▶ **REQUIREMENT 1**:
Identify and copy every line of the records that holds the word "wooden". Case counts.

-*-*-

# Has anyone seen Ashanti's new video?



## preciouscharm (Aug 16, 2008)

Ashanti's new music video "Good good".

Watch the vid here: YouTube - Ashanti - Good Good

Lovin the makeup and cute pinup style!!!!!!!!


----------



## benzito_714 (Aug 16, 2008)

it is too cute and i love the song. people underestimate ashanti but she's cool in my book.


----------



## M.A.C. head. (Aug 16, 2008)

Yeah I saw this a little while ago, and I too was totally in love with it.

I'm really feelin the pin up look these days and she looks cute.


----------



## coachkitten (Aug 16, 2008)

I love her makeup and the clothes but the song is not my favorite.  Nelly is pretty cute in it too!


----------



## crystalado (Aug 16, 2008)

yeah I love her looks in this video and the song is very catchy!  But overall, I like it!


----------



## Nox (Aug 18, 2008)

-*-*-

▶ **REQUIREMENT 2**:
Decide whether each statement below agrees with the forum thread about Ashanti's new video, answering yes or no and quoting the deciding words of the thread. (a) The benzito_714 post says Ashanti is underestimated. (b) The coachkitten post calls the song a favorite. (c) The crystalado post describes the song as catchy.

[Pointing records]
-*-*-

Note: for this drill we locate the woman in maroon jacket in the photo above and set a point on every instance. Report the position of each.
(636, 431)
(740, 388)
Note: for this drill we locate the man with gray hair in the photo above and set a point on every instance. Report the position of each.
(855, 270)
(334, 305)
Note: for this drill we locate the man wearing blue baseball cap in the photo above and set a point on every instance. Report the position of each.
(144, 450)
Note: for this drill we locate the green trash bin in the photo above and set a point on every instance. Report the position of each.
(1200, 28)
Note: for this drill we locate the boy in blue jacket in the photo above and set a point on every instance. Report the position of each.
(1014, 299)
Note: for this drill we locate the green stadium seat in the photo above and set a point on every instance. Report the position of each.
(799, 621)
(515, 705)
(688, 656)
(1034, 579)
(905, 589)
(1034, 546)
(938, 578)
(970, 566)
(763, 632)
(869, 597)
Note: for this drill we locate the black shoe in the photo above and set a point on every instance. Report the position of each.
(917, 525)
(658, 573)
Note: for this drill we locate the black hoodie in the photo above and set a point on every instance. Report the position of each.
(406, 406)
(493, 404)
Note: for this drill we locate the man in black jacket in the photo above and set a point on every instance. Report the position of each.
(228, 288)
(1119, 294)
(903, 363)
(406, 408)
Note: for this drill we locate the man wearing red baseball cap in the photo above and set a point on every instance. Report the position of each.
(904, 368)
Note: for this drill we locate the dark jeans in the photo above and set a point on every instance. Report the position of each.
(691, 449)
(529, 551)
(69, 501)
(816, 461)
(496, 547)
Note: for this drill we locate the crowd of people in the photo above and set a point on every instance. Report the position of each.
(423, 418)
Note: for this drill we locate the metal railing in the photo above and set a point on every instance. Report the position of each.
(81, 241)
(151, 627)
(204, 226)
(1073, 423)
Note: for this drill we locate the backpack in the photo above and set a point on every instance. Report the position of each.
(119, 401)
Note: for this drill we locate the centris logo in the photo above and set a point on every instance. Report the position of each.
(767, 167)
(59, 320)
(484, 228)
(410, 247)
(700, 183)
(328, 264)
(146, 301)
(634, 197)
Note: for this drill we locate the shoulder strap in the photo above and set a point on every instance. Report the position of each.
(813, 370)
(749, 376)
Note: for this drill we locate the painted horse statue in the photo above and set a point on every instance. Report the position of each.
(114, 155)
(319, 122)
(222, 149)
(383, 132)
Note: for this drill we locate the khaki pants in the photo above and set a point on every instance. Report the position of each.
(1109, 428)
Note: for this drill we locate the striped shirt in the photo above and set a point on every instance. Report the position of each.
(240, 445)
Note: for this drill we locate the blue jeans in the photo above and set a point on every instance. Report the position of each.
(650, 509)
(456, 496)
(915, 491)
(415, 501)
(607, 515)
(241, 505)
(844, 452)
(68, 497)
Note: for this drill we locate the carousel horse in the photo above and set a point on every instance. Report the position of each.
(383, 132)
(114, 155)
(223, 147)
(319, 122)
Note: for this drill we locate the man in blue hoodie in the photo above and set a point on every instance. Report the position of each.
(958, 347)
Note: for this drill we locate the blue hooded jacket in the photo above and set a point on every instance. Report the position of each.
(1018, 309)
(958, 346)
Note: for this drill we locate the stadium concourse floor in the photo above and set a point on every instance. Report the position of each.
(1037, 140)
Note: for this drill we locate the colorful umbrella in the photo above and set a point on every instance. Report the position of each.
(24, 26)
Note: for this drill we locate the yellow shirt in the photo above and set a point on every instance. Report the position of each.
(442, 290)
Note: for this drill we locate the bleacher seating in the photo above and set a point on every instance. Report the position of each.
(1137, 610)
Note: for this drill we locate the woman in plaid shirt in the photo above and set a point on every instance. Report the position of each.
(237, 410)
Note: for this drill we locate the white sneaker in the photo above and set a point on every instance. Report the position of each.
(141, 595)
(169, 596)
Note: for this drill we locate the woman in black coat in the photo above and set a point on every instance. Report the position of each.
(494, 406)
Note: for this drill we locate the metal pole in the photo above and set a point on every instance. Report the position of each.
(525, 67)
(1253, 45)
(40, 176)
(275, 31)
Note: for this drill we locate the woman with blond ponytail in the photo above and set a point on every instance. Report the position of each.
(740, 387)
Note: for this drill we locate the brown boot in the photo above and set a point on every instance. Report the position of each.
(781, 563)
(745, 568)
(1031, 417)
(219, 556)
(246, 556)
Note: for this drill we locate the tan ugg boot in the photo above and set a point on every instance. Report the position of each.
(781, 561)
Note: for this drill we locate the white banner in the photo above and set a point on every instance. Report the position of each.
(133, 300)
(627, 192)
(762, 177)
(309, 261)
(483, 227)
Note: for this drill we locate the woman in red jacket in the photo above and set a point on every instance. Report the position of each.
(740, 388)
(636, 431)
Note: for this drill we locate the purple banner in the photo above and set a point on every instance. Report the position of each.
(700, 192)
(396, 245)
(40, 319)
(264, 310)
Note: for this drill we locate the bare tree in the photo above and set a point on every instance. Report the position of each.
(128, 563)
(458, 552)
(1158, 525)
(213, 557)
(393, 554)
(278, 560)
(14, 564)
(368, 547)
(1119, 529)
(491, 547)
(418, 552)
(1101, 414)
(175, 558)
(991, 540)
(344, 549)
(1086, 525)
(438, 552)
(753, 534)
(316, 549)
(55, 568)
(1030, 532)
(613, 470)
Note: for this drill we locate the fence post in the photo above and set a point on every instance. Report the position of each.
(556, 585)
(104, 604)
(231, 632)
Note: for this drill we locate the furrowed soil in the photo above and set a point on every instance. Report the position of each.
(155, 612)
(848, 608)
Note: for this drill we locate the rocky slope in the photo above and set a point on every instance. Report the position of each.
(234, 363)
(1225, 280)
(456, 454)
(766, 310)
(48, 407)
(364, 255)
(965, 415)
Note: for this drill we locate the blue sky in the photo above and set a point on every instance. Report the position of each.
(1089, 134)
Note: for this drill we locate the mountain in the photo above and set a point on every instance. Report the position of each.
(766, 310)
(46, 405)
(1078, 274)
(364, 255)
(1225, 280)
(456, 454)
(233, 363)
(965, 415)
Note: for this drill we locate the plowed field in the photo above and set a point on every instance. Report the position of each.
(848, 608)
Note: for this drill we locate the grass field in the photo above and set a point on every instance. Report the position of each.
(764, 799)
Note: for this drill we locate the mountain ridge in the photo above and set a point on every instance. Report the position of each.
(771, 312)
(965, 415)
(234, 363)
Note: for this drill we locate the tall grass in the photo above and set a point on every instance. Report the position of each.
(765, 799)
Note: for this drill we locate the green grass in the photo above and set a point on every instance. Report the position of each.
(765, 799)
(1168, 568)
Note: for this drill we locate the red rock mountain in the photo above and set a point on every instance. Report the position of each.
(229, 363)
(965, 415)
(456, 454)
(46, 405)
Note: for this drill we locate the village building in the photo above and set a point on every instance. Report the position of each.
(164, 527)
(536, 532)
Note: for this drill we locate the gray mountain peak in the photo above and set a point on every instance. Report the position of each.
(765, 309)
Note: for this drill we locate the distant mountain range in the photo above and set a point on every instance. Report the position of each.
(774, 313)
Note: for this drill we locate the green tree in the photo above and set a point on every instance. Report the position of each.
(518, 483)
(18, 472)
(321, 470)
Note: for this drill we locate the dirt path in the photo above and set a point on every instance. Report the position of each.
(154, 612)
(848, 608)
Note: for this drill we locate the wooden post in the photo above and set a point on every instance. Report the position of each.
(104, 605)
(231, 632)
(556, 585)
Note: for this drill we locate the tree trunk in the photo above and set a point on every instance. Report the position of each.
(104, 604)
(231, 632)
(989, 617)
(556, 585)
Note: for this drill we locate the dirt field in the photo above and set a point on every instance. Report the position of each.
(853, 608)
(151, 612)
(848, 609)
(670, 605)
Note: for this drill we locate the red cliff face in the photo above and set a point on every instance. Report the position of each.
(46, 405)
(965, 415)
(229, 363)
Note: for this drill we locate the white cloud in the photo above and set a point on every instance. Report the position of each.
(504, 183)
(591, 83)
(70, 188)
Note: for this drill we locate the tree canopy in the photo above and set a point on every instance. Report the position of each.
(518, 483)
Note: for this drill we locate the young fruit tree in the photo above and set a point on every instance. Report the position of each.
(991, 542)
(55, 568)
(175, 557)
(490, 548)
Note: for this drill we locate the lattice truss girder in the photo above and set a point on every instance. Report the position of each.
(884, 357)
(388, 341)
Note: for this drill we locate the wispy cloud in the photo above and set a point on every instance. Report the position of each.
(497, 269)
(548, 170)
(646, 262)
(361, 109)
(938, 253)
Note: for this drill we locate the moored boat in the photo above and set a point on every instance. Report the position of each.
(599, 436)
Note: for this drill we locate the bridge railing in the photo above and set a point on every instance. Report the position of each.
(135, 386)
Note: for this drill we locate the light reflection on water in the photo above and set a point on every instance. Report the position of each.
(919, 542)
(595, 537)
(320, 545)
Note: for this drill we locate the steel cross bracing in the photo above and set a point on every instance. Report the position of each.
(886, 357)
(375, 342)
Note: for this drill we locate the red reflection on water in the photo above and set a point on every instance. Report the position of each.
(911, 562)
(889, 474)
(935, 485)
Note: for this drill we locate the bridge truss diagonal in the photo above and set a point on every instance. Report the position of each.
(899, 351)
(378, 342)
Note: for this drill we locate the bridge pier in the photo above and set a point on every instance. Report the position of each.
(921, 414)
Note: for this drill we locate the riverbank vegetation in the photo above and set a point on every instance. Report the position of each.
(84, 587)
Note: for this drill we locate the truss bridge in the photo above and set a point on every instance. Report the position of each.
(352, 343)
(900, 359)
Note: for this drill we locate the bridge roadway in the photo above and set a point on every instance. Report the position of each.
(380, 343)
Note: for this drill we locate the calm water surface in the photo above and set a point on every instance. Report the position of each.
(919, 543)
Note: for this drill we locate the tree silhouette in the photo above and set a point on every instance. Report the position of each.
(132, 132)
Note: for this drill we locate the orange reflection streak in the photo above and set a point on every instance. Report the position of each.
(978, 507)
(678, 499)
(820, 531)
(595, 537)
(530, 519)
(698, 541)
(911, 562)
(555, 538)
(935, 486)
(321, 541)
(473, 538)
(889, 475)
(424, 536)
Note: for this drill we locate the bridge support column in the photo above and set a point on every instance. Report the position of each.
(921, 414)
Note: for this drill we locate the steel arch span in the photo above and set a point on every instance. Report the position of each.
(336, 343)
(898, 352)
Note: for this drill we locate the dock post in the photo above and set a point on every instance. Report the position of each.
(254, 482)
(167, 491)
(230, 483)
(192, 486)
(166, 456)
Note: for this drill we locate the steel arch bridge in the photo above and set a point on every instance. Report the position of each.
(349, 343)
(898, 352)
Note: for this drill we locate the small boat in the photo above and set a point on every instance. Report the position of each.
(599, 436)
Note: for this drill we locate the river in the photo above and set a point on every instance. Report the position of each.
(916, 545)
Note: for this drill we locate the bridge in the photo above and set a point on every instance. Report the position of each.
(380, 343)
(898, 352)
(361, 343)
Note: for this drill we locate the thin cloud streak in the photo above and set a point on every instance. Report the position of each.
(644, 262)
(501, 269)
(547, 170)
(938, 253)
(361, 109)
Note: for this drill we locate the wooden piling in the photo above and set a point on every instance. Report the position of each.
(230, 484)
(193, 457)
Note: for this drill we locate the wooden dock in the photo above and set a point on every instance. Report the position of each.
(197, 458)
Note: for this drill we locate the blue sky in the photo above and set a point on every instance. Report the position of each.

-*-*-

▶ **EXERCISE OUTPUT 1**:
Note: for this drill we locate the wooden post in the photo above and set a point on every instance. Report the position of each.
Note: for this drill we locate the wooden piling in the photo above and set a point on every instance. Report the position of each.
Note: for this drill we locate the wooden dock in the photo above and set a point on every instance. Report the position of each.

▶ **EXERCISE OUTPUT 2**:
(a) Yes: "people underestimate ashanti but she's cool in my book."
(b) No: "the song is not my favorite."
(c) Yes: "the song is very catchy!"